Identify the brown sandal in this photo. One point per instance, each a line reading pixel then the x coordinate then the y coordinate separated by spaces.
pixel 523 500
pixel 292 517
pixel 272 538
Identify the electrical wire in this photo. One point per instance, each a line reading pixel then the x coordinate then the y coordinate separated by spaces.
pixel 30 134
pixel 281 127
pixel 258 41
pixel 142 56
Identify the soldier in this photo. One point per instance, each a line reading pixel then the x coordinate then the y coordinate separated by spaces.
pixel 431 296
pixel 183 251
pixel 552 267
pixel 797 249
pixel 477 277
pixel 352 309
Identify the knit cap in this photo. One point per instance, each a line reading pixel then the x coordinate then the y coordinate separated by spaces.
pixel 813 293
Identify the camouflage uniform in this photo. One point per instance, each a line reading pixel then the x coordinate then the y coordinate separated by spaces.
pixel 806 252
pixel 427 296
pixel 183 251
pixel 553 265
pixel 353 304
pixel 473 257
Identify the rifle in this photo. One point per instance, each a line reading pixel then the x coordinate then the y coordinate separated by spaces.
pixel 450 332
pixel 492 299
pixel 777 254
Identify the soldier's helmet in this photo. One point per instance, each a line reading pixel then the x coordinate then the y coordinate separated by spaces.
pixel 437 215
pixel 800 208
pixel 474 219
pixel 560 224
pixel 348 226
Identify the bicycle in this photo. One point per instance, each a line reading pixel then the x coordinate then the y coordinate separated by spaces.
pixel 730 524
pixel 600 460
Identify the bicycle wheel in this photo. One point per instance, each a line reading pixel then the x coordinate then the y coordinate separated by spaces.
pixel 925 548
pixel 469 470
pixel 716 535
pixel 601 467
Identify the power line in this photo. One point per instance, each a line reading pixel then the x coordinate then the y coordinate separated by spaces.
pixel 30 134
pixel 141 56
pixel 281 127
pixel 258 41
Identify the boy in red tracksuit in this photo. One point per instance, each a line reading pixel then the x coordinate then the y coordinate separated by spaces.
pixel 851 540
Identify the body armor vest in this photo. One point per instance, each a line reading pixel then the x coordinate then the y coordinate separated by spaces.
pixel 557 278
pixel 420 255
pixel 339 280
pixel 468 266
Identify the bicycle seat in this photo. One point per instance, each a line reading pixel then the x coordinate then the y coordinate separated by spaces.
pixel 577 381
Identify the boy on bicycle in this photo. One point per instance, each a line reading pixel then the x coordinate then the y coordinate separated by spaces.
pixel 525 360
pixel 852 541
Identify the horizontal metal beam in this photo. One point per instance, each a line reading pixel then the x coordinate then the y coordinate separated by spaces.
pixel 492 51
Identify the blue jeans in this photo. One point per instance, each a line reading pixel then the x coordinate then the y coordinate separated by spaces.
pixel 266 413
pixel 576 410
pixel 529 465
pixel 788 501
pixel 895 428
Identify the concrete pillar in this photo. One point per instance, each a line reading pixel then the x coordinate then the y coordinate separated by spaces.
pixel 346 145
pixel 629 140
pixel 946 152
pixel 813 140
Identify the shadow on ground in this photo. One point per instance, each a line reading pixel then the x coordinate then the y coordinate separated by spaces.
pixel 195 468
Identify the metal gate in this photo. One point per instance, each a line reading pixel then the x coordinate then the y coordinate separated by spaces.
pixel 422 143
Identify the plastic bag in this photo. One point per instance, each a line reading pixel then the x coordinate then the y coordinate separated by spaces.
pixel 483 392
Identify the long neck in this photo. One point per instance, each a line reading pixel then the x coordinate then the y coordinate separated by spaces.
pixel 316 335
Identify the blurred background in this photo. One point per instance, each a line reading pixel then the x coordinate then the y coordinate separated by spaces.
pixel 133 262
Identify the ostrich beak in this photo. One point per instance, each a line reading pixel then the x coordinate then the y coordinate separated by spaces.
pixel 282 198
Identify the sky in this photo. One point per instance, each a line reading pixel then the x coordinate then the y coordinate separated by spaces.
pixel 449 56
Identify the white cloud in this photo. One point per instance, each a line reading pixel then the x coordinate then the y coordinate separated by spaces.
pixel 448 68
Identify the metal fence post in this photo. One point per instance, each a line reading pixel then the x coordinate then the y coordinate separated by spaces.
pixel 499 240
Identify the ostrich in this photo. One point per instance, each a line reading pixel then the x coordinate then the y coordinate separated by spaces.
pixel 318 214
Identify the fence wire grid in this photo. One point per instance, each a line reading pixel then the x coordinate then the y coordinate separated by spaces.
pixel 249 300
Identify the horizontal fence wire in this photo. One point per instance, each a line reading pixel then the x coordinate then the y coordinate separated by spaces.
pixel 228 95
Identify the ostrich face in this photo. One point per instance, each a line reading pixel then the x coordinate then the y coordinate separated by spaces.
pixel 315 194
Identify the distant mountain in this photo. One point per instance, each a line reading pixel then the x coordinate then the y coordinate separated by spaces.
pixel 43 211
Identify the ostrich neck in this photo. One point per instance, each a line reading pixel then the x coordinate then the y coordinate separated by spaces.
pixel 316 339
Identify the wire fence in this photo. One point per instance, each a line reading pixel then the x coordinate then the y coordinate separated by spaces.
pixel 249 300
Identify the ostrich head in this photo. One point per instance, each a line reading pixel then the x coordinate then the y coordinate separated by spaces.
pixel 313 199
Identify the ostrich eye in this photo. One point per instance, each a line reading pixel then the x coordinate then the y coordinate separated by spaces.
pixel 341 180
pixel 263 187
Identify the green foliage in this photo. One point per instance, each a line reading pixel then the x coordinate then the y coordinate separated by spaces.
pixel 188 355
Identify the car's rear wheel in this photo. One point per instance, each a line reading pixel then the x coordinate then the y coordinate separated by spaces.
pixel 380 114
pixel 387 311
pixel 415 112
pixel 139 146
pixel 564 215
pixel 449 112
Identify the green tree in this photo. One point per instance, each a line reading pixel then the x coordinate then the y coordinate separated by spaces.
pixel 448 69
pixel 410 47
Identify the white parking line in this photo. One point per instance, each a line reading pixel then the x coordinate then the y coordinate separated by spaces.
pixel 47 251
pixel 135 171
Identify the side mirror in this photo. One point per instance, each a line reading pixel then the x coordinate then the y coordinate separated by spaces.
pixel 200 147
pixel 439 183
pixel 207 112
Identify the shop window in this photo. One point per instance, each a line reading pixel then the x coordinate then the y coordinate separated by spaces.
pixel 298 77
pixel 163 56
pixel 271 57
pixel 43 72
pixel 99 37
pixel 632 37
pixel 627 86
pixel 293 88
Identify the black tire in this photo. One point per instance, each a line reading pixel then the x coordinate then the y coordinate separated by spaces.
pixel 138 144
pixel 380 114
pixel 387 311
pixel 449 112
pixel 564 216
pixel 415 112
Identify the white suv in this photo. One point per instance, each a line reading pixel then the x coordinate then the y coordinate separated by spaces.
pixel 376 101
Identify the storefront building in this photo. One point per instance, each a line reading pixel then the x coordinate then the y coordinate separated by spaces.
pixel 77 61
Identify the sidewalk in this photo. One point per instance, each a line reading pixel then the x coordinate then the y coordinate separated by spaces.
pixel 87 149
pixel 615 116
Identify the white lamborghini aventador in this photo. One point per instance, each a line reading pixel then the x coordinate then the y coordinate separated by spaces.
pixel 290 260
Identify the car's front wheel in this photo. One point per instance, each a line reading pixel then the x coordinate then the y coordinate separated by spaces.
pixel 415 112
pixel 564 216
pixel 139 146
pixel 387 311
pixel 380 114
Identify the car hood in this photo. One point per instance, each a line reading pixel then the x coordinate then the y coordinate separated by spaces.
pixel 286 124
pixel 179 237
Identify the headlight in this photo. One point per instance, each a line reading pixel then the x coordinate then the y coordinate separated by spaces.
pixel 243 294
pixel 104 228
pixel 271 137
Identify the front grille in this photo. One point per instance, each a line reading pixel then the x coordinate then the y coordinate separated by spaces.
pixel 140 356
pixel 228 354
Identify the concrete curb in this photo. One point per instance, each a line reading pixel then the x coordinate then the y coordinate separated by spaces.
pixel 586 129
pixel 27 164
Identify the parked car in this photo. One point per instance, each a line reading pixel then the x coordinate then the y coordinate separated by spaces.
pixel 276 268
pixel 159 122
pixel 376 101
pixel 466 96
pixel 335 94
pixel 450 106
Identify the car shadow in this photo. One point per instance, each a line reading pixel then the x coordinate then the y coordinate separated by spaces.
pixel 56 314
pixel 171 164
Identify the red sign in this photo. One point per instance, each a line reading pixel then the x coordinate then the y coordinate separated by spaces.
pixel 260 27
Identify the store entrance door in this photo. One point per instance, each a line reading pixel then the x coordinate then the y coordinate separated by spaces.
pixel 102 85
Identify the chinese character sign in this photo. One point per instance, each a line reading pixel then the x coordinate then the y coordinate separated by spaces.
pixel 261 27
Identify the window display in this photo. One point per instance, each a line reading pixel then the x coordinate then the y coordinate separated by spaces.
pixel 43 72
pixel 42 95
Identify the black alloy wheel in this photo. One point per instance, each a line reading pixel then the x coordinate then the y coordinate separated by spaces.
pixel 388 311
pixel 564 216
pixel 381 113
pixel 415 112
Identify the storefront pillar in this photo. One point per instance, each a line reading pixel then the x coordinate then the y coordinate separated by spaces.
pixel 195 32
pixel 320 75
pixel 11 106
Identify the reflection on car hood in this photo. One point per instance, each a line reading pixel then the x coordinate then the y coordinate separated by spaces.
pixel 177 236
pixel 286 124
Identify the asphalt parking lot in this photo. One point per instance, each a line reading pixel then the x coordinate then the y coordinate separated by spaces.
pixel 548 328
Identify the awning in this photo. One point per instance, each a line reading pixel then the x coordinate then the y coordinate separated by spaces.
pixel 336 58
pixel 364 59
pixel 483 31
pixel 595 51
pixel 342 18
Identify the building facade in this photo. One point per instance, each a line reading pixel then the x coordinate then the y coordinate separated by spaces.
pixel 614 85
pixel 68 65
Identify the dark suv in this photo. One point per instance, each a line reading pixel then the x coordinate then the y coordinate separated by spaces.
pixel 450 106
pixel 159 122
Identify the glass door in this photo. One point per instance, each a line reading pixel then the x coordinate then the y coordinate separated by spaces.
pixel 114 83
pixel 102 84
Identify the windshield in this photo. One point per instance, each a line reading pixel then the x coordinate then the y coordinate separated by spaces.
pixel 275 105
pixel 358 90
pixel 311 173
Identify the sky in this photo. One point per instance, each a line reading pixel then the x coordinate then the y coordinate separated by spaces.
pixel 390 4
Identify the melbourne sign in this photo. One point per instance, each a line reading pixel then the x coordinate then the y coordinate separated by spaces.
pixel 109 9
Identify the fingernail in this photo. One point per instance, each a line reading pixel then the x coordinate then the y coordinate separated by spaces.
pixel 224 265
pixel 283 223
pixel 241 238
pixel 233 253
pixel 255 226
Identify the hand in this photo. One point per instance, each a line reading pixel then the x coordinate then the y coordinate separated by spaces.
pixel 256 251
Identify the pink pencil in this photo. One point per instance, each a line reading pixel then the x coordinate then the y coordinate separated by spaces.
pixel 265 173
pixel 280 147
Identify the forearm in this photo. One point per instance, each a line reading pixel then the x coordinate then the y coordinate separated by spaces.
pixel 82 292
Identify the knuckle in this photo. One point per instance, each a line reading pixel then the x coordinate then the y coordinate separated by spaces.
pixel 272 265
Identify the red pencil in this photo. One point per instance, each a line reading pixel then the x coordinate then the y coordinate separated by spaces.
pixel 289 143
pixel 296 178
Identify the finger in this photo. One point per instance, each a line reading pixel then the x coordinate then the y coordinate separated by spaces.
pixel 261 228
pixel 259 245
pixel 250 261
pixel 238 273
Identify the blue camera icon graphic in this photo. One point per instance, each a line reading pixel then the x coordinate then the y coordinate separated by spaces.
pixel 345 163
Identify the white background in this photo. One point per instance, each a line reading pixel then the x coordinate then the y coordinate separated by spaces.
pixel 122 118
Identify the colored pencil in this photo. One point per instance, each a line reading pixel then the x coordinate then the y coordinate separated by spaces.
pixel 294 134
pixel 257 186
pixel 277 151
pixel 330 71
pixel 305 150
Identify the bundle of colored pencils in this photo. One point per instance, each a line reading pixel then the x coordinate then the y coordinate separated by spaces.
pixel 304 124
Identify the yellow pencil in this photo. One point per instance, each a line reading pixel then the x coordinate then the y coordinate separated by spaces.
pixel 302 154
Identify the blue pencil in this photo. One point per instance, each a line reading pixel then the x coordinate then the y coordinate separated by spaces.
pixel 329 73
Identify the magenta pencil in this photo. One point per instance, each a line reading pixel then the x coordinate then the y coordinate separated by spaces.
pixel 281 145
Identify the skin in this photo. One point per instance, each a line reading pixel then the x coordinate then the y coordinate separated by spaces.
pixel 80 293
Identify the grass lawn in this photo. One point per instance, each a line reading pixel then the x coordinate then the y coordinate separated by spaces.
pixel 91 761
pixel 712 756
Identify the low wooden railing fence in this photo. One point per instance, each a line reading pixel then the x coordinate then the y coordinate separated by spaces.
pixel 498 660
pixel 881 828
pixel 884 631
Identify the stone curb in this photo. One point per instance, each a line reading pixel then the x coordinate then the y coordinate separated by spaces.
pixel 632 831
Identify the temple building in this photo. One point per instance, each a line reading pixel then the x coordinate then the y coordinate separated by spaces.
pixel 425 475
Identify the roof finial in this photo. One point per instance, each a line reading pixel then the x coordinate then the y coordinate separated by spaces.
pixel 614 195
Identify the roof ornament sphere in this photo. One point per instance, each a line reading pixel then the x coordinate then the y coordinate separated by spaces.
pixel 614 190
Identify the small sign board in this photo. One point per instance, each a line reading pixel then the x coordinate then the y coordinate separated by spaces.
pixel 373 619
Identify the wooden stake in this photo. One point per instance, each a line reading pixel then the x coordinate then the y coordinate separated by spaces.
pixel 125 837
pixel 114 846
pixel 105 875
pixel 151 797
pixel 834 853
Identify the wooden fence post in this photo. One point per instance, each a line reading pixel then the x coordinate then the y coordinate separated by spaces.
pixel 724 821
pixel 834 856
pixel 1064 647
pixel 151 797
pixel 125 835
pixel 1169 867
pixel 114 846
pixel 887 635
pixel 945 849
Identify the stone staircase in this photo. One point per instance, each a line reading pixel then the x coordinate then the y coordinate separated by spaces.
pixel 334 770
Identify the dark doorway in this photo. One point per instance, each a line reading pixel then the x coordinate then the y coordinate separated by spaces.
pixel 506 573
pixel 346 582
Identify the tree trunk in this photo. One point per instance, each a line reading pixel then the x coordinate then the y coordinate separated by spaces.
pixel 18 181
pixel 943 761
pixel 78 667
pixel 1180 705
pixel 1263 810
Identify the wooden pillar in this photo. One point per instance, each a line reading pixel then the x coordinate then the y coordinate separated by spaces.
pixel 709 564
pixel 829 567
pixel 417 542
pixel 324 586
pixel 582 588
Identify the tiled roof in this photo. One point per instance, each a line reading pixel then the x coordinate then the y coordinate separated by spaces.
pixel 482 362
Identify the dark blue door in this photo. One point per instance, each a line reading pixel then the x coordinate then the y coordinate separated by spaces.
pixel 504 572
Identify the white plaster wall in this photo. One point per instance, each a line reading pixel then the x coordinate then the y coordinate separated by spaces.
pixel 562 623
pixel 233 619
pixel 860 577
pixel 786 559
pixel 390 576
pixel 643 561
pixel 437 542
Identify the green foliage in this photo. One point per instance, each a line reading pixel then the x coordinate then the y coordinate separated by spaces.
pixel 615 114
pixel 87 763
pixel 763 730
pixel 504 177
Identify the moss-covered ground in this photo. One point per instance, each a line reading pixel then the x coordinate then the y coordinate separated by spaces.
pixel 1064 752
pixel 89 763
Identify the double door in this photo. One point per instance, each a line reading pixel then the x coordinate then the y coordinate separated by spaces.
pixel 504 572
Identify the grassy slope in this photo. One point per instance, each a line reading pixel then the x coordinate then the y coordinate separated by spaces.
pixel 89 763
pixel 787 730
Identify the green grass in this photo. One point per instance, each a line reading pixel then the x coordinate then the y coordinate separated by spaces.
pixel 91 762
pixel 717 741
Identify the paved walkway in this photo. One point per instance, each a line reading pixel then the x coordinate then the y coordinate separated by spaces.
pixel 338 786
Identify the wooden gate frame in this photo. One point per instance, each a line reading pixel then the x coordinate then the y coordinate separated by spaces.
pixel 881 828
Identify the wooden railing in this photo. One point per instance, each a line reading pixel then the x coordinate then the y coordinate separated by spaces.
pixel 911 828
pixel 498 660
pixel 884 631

Goal — From the top of the records through the line containing "pixel 813 293", inclusive, write out each line as its own string in a JSON list, leaving out any blank lines.

Exercise answer —
[
  "Identify the brown sandal in this photo. One point per instance, each a line reading pixel then the x coordinate then the y coordinate separated by spaces.",
  "pixel 523 500",
  "pixel 292 517",
  "pixel 272 538",
  "Identify the electrical wire in this photo. One point per instance, each a line reading pixel then the x coordinate then the y coordinate separated by spaces.",
  "pixel 30 134",
  "pixel 281 127",
  "pixel 258 41",
  "pixel 142 56",
  "Identify the soldier in this photo. One point per instance, each a line reading pixel then the x coordinate then the y coordinate separated by spaces.",
  "pixel 431 296",
  "pixel 183 251",
  "pixel 552 267",
  "pixel 797 249",
  "pixel 477 277",
  "pixel 352 309",
  "Identify the knit cap in this photo. One point per instance, each a line reading pixel then the x coordinate then the y coordinate separated by spaces.",
  "pixel 813 293"
]